ATTIVITÀ 1:
Secondo l'estratto sul focolaio di Coronavirus alla Camera, quale provvedimento ha adottato Montecitorio per questa settimana?
ATTIVITÀ 2:
Prosegui l'articolo sul focolaio di Coronavirus alla Camera dei deputati a partire dalla sua ultima frase.

ESTRATTO:
+++++

Metti 600 persone che girano l’Italia da Nord a Sud in una sala durante una pandemia e spera che non si ammalino. Che si ricordino le mascherine e il distanziamento. Risultato? 18 deputati positivi e Parlamento chiuso.
Negli scorsi giorni la Camera dei deputati è diventato un focolaio dell’epidemia da Coronavirus, con 18 parlamentari positivi e un’ottantina di persone in quarantena. I dati sono riportati da Linkiesta e sono, presumibilmente, sottostimati. Dal Senato, invece, ancora nessun dato, nemmeno ufficioso.
Tra le varie soluzioni, la più comoda
Soluzione? Voto a distanza, tamponi tardivi ma a tappeto? No. Montecitorio ha semplicemente deciso di sospendere tutte le votazioni previste per questa settimana. Come a dire: stiamo affondando, non chiamiamo nemmeno i soccorsi, ché tanto memento mori. L’ondata di contagi tra i parlamentari era prevedibilissima ed è una grande metafora per tutto ciò che, nel nostro Paese, non ha funzionato in questi mesi. Il provvedimento di sospensione delle attività parlamentari è, ancora una volta, un inno all’immobilismo.

+++++

ESTRATTI DELLE RIGHE:
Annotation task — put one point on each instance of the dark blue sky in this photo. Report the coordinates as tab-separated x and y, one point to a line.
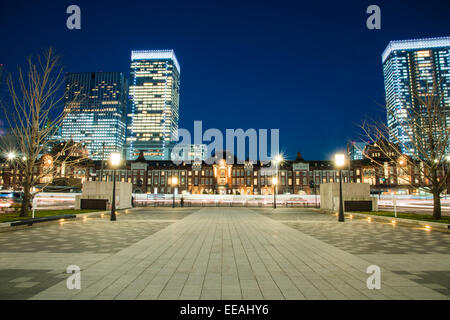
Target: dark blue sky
311	69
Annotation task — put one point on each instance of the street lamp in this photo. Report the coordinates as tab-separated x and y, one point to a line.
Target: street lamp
11	156
174	184
275	183
115	160
340	161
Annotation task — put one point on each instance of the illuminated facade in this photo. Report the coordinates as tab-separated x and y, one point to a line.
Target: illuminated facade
189	152
411	68
154	91
96	103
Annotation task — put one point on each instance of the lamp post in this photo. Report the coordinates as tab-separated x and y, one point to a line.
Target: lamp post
174	184
340	160
11	156
278	159
115	160
275	189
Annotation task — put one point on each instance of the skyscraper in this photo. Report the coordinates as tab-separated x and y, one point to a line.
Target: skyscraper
1	75
412	68
154	92
96	103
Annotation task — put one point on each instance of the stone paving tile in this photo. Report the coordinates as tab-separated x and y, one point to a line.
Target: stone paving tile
393	248
23	284
231	253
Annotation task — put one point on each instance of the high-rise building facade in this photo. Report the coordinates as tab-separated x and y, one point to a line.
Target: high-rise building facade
413	68
355	150
153	114
96	104
189	152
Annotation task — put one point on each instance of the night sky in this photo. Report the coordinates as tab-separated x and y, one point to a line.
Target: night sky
311	69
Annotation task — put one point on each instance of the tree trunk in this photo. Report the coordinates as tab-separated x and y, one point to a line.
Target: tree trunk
436	205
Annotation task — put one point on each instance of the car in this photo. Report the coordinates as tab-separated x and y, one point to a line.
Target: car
12	199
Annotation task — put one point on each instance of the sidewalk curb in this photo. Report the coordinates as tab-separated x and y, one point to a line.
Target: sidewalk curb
436	226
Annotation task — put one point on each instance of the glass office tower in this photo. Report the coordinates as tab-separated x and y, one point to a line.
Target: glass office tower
153	114
96	103
413	67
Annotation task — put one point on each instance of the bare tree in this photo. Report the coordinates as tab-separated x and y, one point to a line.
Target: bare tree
36	97
427	128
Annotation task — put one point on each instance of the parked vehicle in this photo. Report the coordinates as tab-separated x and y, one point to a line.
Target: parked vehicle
12	200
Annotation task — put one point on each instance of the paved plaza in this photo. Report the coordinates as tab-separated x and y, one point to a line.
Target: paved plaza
224	253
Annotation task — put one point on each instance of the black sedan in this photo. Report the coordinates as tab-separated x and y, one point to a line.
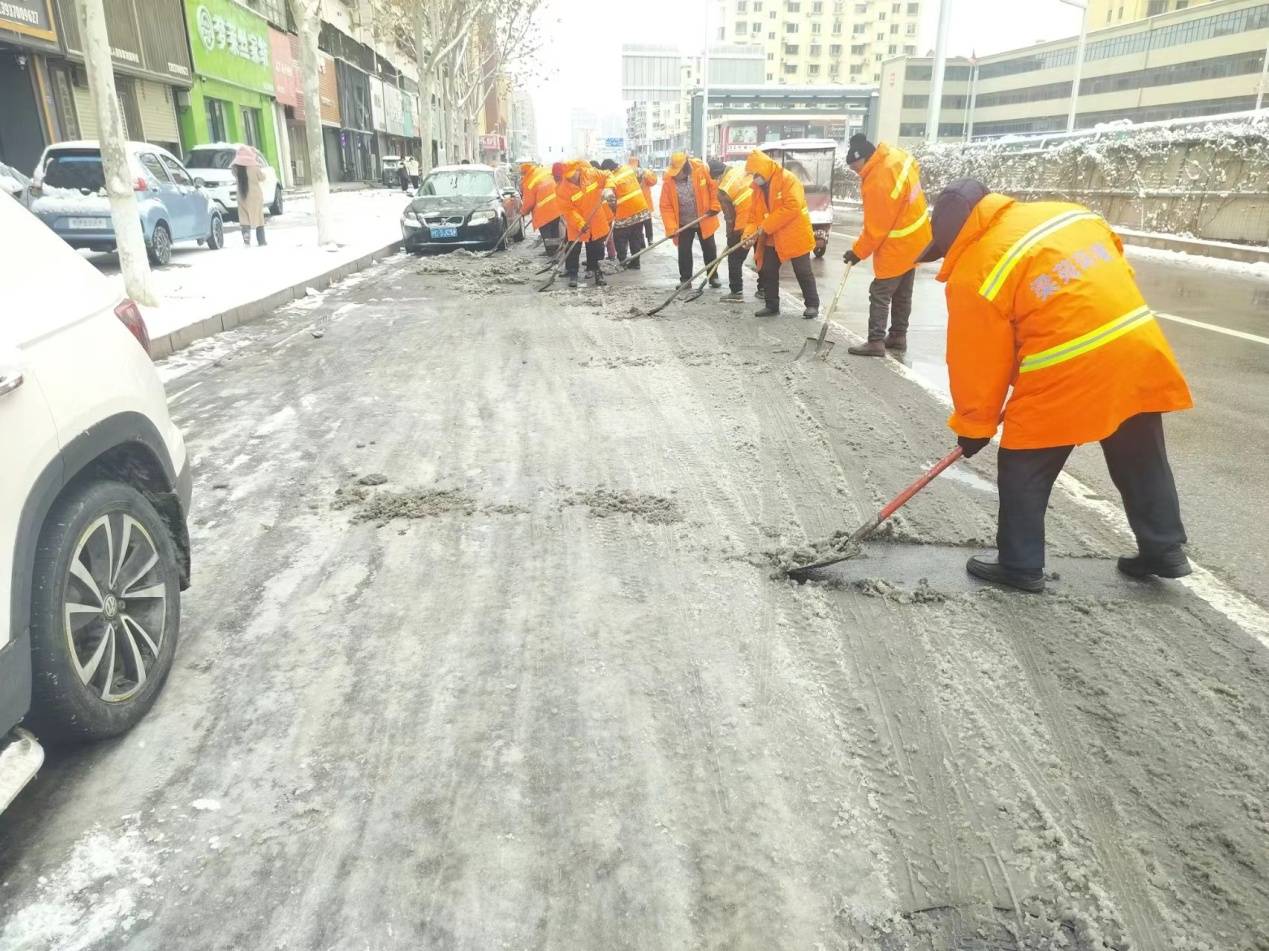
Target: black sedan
462	206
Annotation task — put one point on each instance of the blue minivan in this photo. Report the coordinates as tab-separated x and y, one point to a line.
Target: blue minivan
67	193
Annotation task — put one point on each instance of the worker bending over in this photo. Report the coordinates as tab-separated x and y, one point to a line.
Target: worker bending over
632	212
735	191
1041	300
537	189
687	193
896	229
779	225
586	217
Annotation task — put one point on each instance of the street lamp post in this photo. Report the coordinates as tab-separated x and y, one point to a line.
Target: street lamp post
1079	59
940	57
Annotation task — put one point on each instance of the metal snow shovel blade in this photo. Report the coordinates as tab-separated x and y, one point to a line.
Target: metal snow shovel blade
713	269
850	547
822	348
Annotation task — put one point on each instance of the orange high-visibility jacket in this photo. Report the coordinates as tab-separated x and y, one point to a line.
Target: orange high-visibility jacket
704	188
896	217
580	203
1041	299
737	186
779	210
539	198
630	196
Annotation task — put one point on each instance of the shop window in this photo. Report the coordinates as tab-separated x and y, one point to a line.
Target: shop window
251	127
217	119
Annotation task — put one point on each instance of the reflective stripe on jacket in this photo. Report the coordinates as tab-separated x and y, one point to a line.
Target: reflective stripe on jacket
896	217
580	203
1041	299
706	191
787	222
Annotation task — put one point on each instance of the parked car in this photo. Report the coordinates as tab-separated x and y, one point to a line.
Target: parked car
14	184
67	193
94	494
211	168
390	172
462	206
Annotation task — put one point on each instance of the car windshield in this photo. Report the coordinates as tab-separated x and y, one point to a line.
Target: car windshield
79	170
211	159
458	184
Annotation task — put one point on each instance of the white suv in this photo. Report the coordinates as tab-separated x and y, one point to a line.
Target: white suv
210	165
94	493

+++++

RISPOSTA 1:
Ha sospeso tutte le votazioni previste per questa settimana.

RISPOSTA 2:
O in presenza o niente
Se là fuori c’è il contagio, nel 2020, ci sono anche gli strumenti per portare avanti l’organo legislativo da remoto, svecchiando i protocolli ottocenteschi su cui si basa ancora oggi il cerimoniale parlamentare. Già il mese scorso, il Senato era stato chiuso per un giorno, dopo che due senatori grillini erano risultati positivi al tampone. La presidente Casellati, però, aveva escluso che si potesse protrarre la chiusura.
Opposizione compatta e contraria
Ce la fanno, con tutte le difficoltà, i liceali sedicenni che vengono interrogati in latino su Zoom e ce la potrebbero fare i parlamentari. E non è ideologia anticasta o demagogia populista, è semplicemente senso della realtà e consapevolezza dei mezzi e delle priorità. L’opposizione, quindi, rifiuta il voto a distanza. Poi però pretende il rinvio delle leggi a cui è contraria, come ad esempio quella sull’omofobia. Celebratori dell’Internet ma detrattori della produttività legislativa anche i Cinque Stelle, come larga parte della maggioranza. Anche il Partito Democratico, spiace dirlo, è vittima di questo stesso gioco: convertito dalla demagogia grillina dei tagli, adesso invoca ragionevolmente lo smartworking e, sommessamente, la Casaleggio Associati risponde: “No, grazie”.
Chi di populismo ferisce
Quindi: da una parte i parlamentari chiedono alle aziende di applicare lo smart working, ma poi lo rifiutano per loro stessi. Temono forse che le persone dicano che, lavorando da casa, gli onorevoli non lavorano? E allora, tagliamo la testa al toro: non lavoriamo per davvero.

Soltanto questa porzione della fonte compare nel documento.